### PROBLEM REQUIREMENTS
Find each row below that contains the word "beach", and copy those rows.
>> start EXERCISE INPUT
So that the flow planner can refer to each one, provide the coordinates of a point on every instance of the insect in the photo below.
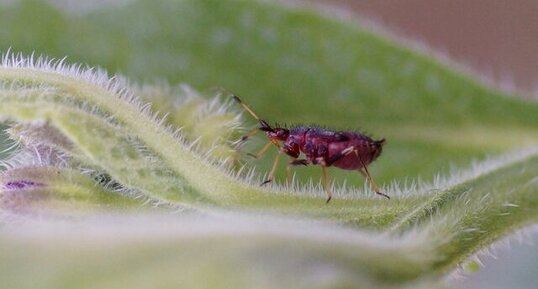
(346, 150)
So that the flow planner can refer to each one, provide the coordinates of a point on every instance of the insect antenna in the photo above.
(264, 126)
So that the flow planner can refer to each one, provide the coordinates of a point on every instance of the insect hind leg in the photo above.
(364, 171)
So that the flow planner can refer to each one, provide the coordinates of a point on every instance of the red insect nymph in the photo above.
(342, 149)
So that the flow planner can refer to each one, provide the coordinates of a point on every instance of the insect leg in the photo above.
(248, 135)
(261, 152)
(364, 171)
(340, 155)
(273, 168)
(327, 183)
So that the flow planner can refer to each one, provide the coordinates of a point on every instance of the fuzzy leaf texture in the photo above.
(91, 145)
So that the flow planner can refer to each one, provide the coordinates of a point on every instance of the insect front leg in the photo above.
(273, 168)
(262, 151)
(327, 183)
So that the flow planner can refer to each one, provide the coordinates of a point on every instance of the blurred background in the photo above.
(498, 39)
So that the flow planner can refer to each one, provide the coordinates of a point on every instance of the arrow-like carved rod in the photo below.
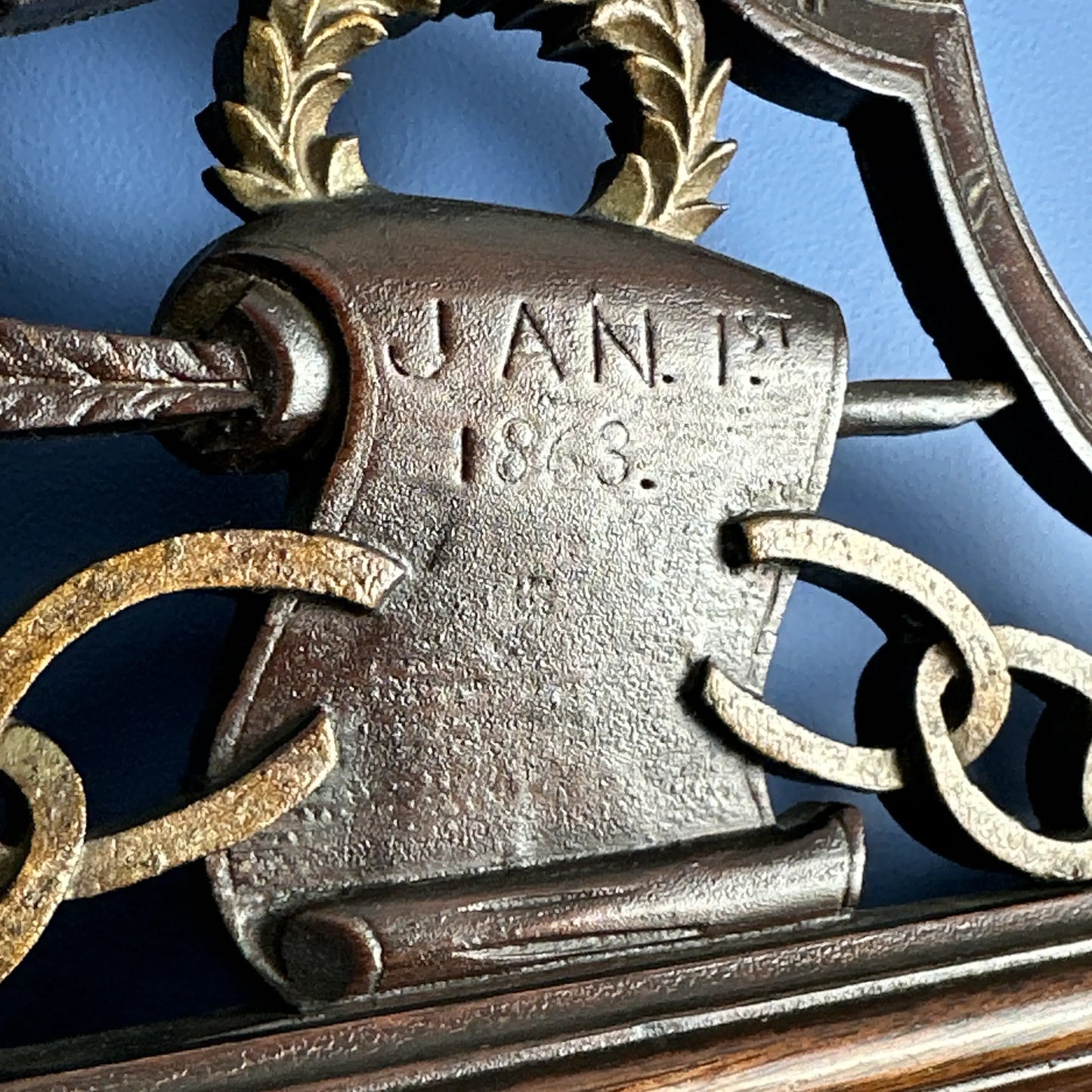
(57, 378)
>> end EXERCISE INPUT
>> start EXERCISE INPUT
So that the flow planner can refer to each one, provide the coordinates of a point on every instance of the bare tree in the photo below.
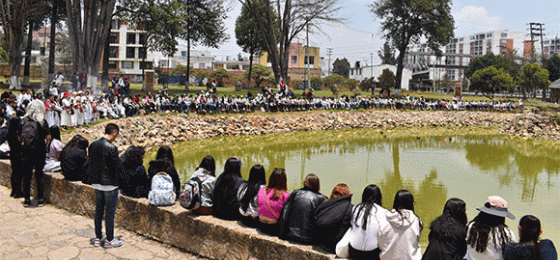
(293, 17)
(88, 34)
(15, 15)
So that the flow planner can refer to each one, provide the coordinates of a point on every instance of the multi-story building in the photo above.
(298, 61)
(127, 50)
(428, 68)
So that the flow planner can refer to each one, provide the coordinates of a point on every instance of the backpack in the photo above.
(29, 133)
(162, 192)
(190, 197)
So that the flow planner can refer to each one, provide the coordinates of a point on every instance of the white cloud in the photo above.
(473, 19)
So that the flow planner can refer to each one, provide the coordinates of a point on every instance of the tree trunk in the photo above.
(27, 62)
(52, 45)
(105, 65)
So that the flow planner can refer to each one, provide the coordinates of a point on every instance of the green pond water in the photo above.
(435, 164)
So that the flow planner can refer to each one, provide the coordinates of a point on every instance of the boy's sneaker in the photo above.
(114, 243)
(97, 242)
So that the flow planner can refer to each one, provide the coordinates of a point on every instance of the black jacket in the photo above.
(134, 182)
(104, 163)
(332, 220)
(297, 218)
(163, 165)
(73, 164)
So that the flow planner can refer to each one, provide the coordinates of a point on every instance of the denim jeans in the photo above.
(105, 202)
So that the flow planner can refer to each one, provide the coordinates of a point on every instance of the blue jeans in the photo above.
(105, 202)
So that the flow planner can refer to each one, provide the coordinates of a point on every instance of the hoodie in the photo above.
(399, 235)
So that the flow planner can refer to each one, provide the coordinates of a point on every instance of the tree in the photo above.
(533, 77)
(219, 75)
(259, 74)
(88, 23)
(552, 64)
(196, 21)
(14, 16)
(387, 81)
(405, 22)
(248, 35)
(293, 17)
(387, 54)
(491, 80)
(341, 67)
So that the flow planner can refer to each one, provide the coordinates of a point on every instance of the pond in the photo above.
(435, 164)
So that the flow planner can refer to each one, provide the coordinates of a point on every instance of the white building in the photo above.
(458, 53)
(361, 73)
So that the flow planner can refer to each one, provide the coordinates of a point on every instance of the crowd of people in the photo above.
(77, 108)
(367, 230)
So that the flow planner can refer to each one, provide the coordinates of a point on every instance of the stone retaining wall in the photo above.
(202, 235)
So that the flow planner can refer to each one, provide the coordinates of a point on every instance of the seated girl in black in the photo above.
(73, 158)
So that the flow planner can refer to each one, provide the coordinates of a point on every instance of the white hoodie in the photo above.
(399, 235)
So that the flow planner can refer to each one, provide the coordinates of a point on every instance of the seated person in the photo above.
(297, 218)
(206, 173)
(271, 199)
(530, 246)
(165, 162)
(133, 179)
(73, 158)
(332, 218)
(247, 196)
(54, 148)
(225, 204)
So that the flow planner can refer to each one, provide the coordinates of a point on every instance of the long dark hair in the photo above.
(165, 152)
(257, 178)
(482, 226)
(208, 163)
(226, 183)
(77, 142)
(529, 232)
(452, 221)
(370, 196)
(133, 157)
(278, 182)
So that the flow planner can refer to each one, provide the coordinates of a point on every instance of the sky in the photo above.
>> end EXERCISE INPUT
>> start EXERCISE INPUT
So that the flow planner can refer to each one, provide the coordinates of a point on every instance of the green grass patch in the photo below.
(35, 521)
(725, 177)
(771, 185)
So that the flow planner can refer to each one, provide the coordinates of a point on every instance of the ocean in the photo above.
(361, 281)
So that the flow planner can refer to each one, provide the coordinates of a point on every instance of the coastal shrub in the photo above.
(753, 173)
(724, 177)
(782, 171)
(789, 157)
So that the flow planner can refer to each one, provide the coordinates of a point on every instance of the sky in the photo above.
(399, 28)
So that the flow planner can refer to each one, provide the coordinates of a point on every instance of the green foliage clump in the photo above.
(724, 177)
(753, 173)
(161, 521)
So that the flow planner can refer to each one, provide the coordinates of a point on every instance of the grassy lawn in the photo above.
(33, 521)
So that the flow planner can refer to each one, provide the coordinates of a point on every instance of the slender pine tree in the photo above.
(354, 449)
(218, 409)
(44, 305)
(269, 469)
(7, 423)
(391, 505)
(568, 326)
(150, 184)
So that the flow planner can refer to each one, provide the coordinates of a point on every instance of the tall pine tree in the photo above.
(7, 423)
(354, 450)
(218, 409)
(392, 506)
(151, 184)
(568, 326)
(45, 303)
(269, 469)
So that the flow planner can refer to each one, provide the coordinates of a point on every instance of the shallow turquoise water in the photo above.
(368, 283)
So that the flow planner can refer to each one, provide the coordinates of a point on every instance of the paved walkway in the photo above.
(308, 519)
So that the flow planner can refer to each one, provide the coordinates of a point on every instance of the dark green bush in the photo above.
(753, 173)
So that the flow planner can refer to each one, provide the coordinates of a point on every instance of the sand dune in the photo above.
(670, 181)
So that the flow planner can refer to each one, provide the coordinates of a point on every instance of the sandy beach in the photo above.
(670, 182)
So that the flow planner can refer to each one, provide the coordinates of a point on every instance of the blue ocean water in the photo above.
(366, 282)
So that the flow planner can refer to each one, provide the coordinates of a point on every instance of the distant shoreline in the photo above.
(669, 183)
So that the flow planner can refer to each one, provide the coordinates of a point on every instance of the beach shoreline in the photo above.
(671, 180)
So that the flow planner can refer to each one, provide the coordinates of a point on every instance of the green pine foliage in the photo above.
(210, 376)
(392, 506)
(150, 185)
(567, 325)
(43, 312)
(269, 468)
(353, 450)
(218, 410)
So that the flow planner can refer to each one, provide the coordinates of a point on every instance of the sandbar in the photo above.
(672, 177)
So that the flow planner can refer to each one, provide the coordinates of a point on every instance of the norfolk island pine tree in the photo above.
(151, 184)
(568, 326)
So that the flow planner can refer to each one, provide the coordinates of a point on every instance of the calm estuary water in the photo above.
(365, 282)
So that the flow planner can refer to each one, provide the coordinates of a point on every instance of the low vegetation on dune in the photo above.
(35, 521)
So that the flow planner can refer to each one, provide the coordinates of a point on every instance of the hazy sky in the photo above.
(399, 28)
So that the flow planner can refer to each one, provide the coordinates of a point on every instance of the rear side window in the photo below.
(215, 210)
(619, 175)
>> end EXERCISE INPUT
### FINAL ANSWER
So that the flow planner can refer to each one, provide the coordinates of a point on every instance of the sandy beach in the photo above.
So that the flow planner can refer to each one, provide the coordinates of a point on every instance of the beach shoreline in the photo above.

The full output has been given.